__TASK INSTRUCTIONS__
[1] List every percentage figure given in the news report on resident doctors' fatigue.
[2] In the news report on resident doctors' fatigue, what maximum weekly work schedule did the rules enacted in 2003 set for U.S. doctors-in-training?
[3] Write out the part of the news report on resident doctors' fatigue between "Drivers with a" and "American Medical Association.", inclusive.

CHICAGO (Reuters) - The long workweeks of doctors in training leave them so fatigued that their reaction times are comparable to someone who is slightly drunk, researchers said on Tuesday.

Resident doctors following a "heavy call" schedule that can require a 90-hour workweek performed more poorly on a driving simulation test than those on a "light call" rotation averaging 44 hours a week who then drank liquor until their blood alcohol level reached 0.05 percent, the study said.

Drivers with a 0.08 percent blood alcohol level are considered drunk.

The research echoes a previous study that found interns who worked heavy schedules made 50 percent more mistakes with patients and had 22 percent more serious errors on critical care units.

A survey of resident doctors also found that they were three times more likely than average to have been involved in a motor vehicle crash.

New rules enacted in 2003 lowered the weekly work schedules for U.S. doctors-in-training to a maximum of 80 hours, the report said.

"Residents must be aware of post-call performance impairment and the potential risk to personal and patient safety," study author Todd Arnedt of the University of Michigan, Ann Arbor, wrote in this week's issue of the Journal of the American Medical Association.

__PROVIDED DATA__
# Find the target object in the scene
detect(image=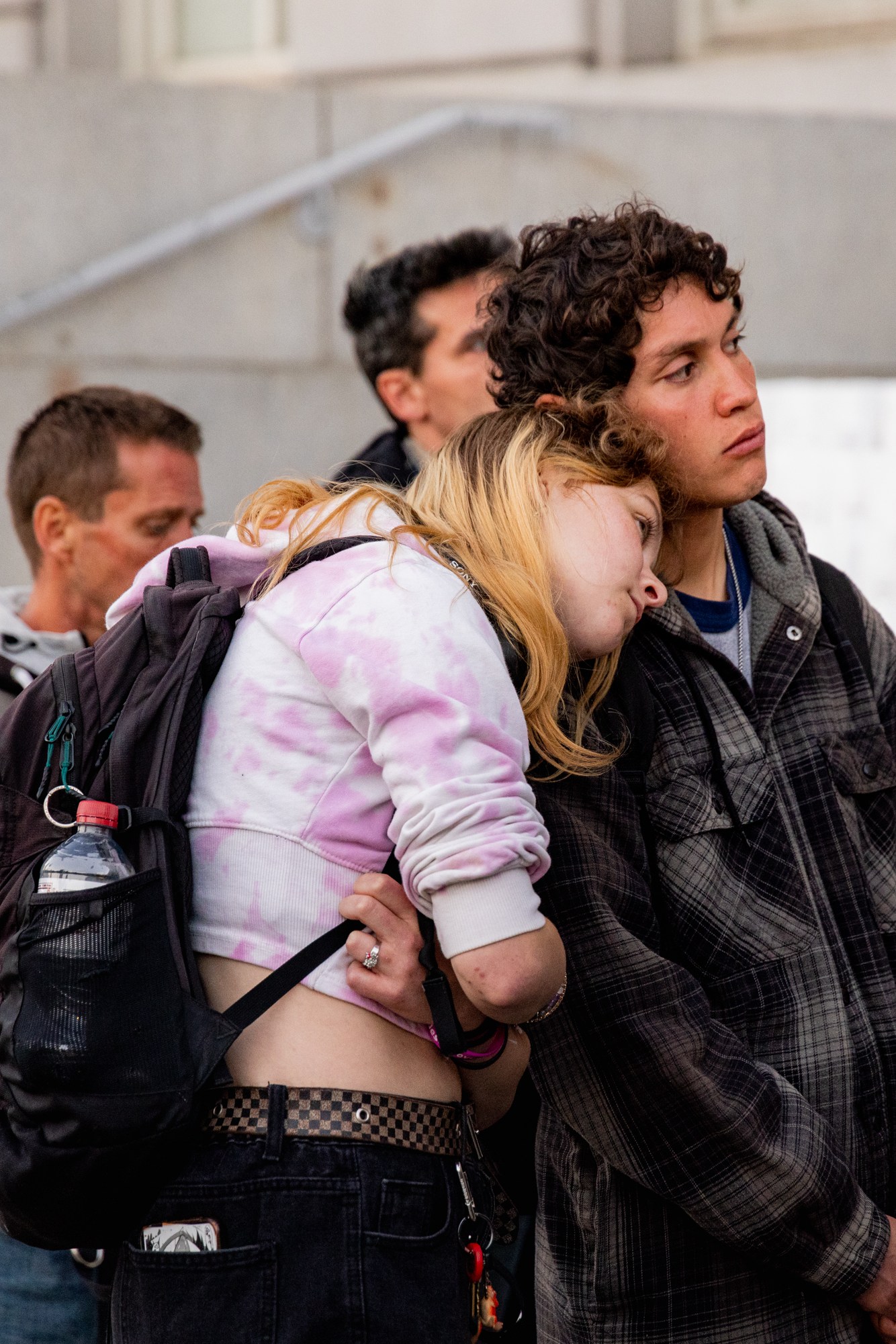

__TASK-BY-TASK ANSWERS__
[1]
0.05 percent
0.08 percent
50 percent
22 percent

[2] 80 hours a week.

[3]
Drivers with a 0.08 percent blood alcohol level are considered drunk.

The research echoes a previous study that found interns who worked heavy schedules made 50 percent more mistakes with patients and had 22 percent more serious errors on critical care units.

A survey of resident doctors also found that they were three times more likely than average to have been involved in a motor vehicle crash.

New rules enacted in 2003 lowered the weekly work schedules for U.S. doctors-in-training to a maximum of 80 hours, the report said.

"Residents must be aware of post-call performance impairment and the potential risk to personal and patient safety," study author Todd Arnedt of the University of Michigan, Ann Arbor, wrote in this week's issue of the Journal of the American Medical Association.